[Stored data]
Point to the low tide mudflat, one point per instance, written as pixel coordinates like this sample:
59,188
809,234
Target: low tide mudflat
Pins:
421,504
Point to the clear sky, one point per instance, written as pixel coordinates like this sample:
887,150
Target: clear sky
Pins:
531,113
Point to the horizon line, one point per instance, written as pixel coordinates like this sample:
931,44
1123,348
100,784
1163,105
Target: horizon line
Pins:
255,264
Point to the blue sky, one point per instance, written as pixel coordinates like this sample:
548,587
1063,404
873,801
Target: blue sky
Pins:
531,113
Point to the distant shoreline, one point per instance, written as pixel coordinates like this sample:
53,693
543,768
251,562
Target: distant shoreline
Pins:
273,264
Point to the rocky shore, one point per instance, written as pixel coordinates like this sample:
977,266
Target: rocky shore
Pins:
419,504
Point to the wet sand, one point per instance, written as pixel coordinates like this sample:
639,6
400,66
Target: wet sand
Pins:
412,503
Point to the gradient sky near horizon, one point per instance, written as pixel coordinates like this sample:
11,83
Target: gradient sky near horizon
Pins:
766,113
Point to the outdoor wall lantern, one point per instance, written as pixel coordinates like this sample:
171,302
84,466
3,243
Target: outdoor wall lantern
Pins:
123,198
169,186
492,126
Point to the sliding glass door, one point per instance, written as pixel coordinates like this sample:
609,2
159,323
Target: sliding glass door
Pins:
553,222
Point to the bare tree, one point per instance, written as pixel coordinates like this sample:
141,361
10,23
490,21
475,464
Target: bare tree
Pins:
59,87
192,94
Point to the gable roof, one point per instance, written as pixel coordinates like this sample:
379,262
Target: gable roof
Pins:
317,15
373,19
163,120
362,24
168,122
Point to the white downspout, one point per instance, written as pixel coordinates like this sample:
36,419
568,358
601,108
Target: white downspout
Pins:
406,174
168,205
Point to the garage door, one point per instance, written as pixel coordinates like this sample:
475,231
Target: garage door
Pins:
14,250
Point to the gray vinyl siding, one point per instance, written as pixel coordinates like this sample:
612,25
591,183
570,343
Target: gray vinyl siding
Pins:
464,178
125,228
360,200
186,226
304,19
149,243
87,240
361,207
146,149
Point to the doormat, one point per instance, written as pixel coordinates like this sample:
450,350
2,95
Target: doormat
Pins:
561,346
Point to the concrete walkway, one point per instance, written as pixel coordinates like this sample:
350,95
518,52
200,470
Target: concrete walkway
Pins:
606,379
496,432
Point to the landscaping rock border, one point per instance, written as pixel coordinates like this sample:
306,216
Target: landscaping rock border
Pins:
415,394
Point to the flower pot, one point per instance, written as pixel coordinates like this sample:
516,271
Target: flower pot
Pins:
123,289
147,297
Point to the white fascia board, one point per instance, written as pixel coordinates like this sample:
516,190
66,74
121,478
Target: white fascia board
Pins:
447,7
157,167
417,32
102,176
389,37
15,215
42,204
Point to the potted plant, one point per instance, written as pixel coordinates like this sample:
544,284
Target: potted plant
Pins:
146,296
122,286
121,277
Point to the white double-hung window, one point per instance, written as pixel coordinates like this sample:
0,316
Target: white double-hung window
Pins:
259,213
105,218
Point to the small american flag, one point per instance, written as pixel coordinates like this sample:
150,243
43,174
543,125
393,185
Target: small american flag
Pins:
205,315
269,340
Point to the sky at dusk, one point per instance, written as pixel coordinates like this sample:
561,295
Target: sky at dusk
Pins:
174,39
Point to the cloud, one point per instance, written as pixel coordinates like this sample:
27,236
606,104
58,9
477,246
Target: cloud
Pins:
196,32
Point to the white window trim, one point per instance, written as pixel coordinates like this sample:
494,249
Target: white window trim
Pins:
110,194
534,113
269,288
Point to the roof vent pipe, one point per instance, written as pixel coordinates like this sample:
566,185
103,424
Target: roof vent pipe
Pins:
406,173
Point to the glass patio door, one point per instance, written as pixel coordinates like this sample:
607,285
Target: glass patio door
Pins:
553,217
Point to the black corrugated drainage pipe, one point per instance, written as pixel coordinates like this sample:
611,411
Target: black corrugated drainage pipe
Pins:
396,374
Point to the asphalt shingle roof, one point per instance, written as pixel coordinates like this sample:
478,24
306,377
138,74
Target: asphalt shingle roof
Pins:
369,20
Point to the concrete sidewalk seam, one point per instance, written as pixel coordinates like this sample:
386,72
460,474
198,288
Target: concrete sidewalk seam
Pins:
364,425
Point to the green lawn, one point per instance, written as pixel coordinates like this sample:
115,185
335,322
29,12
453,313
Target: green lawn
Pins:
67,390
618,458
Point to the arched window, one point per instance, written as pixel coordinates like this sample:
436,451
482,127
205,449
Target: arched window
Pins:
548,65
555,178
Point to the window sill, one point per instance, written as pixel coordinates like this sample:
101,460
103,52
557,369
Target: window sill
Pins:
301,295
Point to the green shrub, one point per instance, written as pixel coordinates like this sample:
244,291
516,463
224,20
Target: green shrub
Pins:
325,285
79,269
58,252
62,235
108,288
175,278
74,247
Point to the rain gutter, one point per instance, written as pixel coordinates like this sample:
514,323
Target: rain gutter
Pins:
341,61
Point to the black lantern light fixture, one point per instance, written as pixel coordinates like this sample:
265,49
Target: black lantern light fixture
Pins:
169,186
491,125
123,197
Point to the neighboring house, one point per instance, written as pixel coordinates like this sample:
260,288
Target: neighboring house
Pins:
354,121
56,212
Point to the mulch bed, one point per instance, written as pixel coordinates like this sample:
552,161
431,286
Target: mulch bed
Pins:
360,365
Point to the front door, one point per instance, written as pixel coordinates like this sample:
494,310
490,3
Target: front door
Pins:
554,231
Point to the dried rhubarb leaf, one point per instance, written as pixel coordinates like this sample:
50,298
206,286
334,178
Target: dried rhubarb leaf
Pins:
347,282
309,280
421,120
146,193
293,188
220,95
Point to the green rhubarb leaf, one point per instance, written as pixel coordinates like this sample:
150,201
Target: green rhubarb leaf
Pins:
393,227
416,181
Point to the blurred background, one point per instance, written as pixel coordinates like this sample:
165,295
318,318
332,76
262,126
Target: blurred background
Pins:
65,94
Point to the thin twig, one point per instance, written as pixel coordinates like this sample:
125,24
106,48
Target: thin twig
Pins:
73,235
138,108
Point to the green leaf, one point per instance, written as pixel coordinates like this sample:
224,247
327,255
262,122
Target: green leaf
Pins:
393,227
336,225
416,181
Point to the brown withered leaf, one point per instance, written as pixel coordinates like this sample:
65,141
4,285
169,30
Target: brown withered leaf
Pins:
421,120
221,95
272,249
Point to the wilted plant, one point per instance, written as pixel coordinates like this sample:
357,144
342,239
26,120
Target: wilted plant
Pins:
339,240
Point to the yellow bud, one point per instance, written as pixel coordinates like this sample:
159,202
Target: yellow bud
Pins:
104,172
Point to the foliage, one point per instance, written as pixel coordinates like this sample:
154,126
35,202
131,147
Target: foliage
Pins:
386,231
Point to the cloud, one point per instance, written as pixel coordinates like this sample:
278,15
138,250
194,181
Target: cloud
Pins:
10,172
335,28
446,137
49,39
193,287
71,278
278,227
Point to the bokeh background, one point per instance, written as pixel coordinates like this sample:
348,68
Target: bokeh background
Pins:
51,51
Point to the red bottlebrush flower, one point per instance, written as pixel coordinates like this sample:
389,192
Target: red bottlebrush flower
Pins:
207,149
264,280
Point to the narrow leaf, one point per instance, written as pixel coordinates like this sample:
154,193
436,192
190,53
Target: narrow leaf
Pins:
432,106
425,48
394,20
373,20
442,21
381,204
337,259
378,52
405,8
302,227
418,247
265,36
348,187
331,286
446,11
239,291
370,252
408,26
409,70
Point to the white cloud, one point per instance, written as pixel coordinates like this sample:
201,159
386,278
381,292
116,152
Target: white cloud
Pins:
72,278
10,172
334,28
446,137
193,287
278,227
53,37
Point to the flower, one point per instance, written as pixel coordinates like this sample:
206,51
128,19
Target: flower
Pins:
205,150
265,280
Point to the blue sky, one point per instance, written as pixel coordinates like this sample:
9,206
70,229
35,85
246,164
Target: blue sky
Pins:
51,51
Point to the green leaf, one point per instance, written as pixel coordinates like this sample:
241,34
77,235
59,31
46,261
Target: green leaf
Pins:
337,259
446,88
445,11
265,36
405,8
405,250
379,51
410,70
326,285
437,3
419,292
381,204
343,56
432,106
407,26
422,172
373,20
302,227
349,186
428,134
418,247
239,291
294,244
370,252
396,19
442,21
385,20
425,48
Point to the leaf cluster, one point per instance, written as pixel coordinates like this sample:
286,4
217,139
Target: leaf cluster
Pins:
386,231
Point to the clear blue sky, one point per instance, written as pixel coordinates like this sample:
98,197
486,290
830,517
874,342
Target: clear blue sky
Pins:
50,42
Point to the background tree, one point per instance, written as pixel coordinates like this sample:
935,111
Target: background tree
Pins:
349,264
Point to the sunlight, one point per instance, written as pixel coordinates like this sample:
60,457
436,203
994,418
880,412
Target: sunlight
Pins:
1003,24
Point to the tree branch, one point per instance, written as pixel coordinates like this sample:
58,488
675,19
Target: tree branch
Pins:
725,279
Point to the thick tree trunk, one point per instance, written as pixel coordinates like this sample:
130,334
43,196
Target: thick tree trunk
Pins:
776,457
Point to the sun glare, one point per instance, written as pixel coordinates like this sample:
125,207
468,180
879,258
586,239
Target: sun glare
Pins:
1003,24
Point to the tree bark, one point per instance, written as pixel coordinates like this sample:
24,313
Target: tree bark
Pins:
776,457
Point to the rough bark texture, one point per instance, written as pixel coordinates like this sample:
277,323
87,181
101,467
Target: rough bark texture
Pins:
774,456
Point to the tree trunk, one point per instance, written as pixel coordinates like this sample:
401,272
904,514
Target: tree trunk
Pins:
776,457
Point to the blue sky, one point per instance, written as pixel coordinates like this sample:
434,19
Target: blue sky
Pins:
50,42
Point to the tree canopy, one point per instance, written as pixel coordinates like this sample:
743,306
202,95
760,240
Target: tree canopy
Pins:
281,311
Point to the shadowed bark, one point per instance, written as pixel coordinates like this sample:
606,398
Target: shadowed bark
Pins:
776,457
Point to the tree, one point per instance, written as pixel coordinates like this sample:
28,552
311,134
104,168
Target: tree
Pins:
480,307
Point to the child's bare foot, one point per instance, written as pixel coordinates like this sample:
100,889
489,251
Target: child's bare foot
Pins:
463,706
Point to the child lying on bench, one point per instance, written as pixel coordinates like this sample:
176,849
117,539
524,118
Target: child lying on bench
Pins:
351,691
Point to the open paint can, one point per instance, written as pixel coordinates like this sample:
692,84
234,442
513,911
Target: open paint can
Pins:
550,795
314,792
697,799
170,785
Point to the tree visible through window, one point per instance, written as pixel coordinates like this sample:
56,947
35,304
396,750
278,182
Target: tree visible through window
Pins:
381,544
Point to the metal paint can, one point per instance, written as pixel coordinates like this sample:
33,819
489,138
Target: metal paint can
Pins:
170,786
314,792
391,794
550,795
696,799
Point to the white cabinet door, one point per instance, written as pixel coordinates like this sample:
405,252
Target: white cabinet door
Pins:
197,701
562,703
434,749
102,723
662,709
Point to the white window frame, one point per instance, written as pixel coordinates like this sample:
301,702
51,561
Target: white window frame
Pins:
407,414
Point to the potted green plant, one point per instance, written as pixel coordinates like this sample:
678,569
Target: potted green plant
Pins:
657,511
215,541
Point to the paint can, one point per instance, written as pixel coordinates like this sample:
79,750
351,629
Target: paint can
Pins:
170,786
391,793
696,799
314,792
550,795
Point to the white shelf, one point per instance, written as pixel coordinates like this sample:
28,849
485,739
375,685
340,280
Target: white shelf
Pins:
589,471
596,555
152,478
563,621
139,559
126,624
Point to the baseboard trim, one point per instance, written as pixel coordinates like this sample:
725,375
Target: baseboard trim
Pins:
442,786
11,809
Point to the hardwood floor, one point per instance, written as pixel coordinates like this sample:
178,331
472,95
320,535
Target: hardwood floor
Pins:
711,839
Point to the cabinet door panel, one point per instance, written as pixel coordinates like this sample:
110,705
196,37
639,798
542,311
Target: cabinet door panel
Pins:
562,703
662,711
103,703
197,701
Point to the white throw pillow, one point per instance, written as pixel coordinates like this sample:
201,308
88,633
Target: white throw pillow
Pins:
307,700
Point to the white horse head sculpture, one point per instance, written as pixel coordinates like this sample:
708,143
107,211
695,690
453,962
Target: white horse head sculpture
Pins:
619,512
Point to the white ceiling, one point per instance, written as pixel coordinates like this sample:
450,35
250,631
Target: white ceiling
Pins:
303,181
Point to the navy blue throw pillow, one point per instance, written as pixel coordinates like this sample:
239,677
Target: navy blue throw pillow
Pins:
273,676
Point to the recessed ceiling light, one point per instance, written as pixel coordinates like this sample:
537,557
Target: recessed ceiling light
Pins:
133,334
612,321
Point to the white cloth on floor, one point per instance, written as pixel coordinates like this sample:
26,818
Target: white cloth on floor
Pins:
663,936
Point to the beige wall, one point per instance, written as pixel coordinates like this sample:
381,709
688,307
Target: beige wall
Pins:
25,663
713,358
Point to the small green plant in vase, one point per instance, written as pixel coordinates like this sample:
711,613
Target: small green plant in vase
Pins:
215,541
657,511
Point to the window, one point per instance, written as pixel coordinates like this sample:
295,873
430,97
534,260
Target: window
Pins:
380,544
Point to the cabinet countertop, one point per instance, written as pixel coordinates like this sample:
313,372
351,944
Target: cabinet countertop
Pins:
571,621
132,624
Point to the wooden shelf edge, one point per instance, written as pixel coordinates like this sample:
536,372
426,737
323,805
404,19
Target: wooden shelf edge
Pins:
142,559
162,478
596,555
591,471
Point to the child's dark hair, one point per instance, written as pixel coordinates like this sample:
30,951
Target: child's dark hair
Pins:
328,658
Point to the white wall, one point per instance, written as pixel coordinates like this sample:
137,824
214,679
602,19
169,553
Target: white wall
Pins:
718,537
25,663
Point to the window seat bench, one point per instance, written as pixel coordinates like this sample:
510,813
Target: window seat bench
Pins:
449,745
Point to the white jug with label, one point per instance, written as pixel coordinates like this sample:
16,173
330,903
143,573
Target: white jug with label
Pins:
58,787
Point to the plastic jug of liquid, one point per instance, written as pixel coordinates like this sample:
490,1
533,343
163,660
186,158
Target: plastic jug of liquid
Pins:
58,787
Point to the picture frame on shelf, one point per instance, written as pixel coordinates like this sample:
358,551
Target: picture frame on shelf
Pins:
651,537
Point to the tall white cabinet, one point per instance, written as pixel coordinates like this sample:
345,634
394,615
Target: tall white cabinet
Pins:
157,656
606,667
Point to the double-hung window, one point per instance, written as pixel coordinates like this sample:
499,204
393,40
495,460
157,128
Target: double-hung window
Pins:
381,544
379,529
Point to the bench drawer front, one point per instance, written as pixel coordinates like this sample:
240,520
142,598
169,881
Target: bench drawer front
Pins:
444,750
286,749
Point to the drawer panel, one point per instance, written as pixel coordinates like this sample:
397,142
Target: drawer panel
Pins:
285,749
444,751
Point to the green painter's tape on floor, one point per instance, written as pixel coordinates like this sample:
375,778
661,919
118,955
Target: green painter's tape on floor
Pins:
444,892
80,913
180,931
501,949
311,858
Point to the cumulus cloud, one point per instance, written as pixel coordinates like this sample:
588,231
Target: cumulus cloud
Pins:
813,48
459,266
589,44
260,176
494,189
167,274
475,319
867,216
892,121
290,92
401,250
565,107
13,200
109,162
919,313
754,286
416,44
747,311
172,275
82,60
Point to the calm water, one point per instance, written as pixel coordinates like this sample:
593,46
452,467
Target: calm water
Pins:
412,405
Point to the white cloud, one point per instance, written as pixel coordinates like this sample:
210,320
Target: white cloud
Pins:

> **EXERCISE GOAL**: Report every line of the records that contains the word "gutter".

> **ANSWER SPACE**:
Point to the rain gutter, one point per instance, written as pixel coordinates like this sample:
Target: rain gutter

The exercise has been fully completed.